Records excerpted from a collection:
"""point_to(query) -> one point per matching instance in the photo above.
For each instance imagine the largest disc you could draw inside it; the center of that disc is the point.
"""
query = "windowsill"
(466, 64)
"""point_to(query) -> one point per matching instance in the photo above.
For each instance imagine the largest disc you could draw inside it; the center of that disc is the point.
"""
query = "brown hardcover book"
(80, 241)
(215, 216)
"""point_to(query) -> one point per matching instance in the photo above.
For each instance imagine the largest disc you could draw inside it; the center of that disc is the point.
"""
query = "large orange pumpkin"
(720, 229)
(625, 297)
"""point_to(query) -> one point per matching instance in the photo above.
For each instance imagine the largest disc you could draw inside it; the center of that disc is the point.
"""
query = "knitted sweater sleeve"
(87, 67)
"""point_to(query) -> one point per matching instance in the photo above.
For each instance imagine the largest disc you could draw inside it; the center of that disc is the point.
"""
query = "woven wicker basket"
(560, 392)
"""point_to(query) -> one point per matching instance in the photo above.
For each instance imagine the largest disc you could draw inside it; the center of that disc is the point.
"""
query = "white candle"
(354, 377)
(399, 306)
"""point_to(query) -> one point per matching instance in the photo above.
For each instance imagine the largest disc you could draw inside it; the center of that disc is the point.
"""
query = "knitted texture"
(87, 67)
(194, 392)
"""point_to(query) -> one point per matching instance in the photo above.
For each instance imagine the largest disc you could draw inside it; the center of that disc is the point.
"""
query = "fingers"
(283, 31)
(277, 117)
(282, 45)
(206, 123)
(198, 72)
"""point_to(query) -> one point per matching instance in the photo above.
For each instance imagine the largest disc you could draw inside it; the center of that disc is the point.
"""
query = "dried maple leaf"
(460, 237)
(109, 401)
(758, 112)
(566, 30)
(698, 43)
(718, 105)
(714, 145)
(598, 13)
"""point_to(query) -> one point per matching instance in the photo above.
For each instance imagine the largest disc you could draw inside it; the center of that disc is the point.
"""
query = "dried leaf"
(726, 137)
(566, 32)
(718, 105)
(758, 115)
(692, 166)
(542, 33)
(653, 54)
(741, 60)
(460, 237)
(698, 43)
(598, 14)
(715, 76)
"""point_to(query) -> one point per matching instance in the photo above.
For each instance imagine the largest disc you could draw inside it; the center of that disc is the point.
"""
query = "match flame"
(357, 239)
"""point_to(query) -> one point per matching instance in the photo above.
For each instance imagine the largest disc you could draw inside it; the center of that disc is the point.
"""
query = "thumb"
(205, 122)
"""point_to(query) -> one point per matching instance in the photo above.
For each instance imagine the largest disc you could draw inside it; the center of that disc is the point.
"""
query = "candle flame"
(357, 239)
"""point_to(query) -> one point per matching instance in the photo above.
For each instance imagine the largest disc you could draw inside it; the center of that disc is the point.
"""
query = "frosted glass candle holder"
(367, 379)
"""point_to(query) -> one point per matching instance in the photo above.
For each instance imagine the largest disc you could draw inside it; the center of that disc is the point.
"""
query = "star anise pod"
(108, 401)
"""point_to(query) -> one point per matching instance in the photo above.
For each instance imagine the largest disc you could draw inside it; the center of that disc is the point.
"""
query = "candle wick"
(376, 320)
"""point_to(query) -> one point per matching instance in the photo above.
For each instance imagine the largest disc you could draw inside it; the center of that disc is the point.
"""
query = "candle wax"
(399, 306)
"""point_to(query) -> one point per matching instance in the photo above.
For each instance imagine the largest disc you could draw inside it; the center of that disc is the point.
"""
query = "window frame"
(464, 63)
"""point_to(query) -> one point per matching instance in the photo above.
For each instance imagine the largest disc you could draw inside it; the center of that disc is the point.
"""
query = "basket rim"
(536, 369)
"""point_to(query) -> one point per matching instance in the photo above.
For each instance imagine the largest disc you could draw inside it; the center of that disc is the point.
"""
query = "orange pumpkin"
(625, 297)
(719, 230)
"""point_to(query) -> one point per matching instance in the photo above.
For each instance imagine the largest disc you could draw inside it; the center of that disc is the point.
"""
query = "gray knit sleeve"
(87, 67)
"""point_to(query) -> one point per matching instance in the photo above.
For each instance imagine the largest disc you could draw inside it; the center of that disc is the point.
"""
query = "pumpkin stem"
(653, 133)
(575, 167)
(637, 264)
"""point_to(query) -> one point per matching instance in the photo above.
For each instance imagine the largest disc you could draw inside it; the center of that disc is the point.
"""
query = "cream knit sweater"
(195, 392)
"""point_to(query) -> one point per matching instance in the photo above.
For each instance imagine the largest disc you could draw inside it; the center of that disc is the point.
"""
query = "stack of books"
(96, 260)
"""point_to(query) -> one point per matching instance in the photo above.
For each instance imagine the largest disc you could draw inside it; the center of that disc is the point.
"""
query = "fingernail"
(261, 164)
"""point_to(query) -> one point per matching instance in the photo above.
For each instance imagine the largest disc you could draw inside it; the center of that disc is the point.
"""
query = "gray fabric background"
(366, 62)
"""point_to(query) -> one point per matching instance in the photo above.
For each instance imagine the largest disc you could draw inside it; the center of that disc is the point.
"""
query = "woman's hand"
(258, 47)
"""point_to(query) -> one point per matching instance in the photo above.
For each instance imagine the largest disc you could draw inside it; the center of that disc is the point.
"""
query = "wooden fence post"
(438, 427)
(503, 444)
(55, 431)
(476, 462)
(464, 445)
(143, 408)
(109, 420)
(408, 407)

**Directions for this task:** Transcribe all the data word for word, as it appears above.

**Problem solution:**
"""point_to(query) -> one point per matching instance in the photo above.
For each instance imagine the largest disc you could draw inside it; the center of that disc is the point.
"""
query = "windowsill"
(466, 64)
"""point_to(query) -> one point per matching instance in the photo above.
For each instance imagine the largest disc you could draw inside it; the center of that disc is the point.
"""
query = "brown hardcover book"
(80, 241)
(215, 216)
"""point_to(query) -> one point per matching instance in the photo above.
For each instance imagine the largest disc you could draw inside it; the center of that disc is the point.
"""
query = "large orange pumpkin"
(720, 229)
(625, 297)
"""point_to(query) -> one point per matching instance in the photo above.
For each instance imagine the largest disc you could draw inside it; the center of that disc is the point.
"""
query = "knitted sweater sleeve"
(87, 67)
"""point_to(query) -> one point per matching instance in the photo above.
For each instance imagine the largest disc you could draw inside it; the center of that disc is the point.
"""
query = "woven wicker basket"
(560, 392)
"""point_to(query) -> one point per matching instance in the photo above.
For each instance imagine the largest disc you could draw inside it; the center of that disc is the point.
"""
query = "white candle"
(354, 377)
(399, 306)
"""point_to(query) -> one point per matching instance in the photo above.
For each instance imagine the largest disc you could draw inside it; the center of that disc is the point.
"""
query = "knitted texture"
(87, 67)
(194, 392)
"""point_to(query) -> one point per matching instance in the photo above.
For each instance imagine the largest disc you could draw inside it; the center of that disc is the point.
"""
query = "fingers"
(283, 31)
(277, 117)
(282, 45)
(206, 123)
(198, 72)
"""point_to(query) -> one point per matching instance in the photo above.
For each instance imagine the largest disc you could draw inside it; the center of that disc is the point.
"""
query = "dried maple leaf"
(460, 237)
(109, 401)
(758, 112)
(566, 30)
(698, 43)
(718, 105)
(714, 145)
(598, 13)
"""point_to(query) -> one point per matching instance in the photo above.
For each instance imagine the largest disc you could draw inside it; the center of that disc is the point.
"""
query = "dried leaf"
(726, 137)
(566, 32)
(718, 105)
(758, 115)
(692, 166)
(542, 33)
(653, 54)
(741, 60)
(460, 237)
(698, 43)
(598, 14)
(715, 76)
"""point_to(query) -> one point per matching instance in the photo above.
For each instance imagine the largest disc you could draw inside it; the center of that disc is the point.
"""
query = "match flame"
(357, 239)
"""point_to(query) -> one point per matching instance in the photo above.
For each instance imagine the largest disc you could draw inside it; the center of that disc is the point.
"""
query = "thumb"
(205, 122)
"""point_to(query) -> one point per matching instance in the photo above.
For each instance imagine the largest disc you could draw inside it; the center of that disc is the point.
"""
query = "candle flame"
(357, 239)
"""point_to(query) -> one point per matching instance in the photo above.
For each instance imagine the largest disc you could draw inside it; the center of that disc is the point.
"""
query = "frosted glass candle holder"
(367, 379)
"""point_to(query) -> one point per matching instance in the photo above.
For each instance imagine the largest disc you could draw inside it; the center of that disc is the point.
"""
query = "star anise pod"
(108, 401)
"""point_to(query) -> one point per matching instance in the photo above.
For each instance imagine the largest disc you could draw inside it; the center of that disc is the point.
"""
query = "candle wick"
(376, 320)
"""point_to(query) -> one point per matching instance in the photo above.
For each instance imagine the largest disc you could draw inside it; the center of that disc is the point.
"""
query = "candle wax"
(399, 306)
"""point_to(query) -> one point per matching instance in the photo above.
For each instance imagine the largest disc you could draw inside it; the center of that disc is the point.
"""
query = "window frame"
(464, 63)
"""point_to(query) -> one point per matching instance in the photo above.
For each instance imagine the largest disc you could draw inside it; the center of that disc is the point.
"""
query = "basket rim"
(536, 369)
"""point_to(query) -> one point per matching instance in the photo above.
For each instance imagine the largest disc you could draw inside it; the center of that disc is the point.
"""
query = "orange pumpkin"
(625, 297)
(719, 230)
"""point_to(query) -> one point per matching instance in the photo above.
For each instance imagine the largest disc you could draw inside it; the center of that disc is the point.
"""
query = "gray knit sleeve"
(87, 67)
"""point_to(query) -> one point per matching instance in the photo above.
For each instance imagine the largest disc you could draw inside it; the center of that disc is the point.
"""
query = "pumpkin stem"
(653, 133)
(575, 167)
(637, 264)
"""point_to(query) -> one point per matching instance in the photo above.
For each instance imagine the largest disc you could draw inside it; the center of that disc is the point.
"""
query = "cream knit sweater"
(195, 392)
"""point_to(query) -> one point per matching instance in the photo above.
For each instance imagine the largest disc you could draw inside it; the center of that disc is the point.
"""
query = "stack of books"
(96, 260)
"""point_to(query) -> one point per matching instance in the photo above.
For each instance imagine the largest disc you could draw inside it; the center of that disc is the point.
"""
query = "fingernail"
(261, 164)
"""point_to(query) -> one point per matching instance in the photo above.
For each instance imagine the largest disc you could draw inside it; the center of that disc is the point.
"""
query = "gray fabric background"
(366, 62)
"""point_to(query) -> one point per matching instance in the photo above.
For each instance imagine the largest disc you could draw inside it; the center of that disc is the point.
"""
query = "woman's hand"
(258, 47)
"""point_to(query) -> one point per matching instance in the photo above.
For each instance imagine the largest disc you could draw inside it; the center of that disc is the point.
"""
query = "wooden fence post"
(438, 427)
(503, 444)
(55, 431)
(476, 462)
(464, 445)
(143, 408)
(109, 420)
(408, 407)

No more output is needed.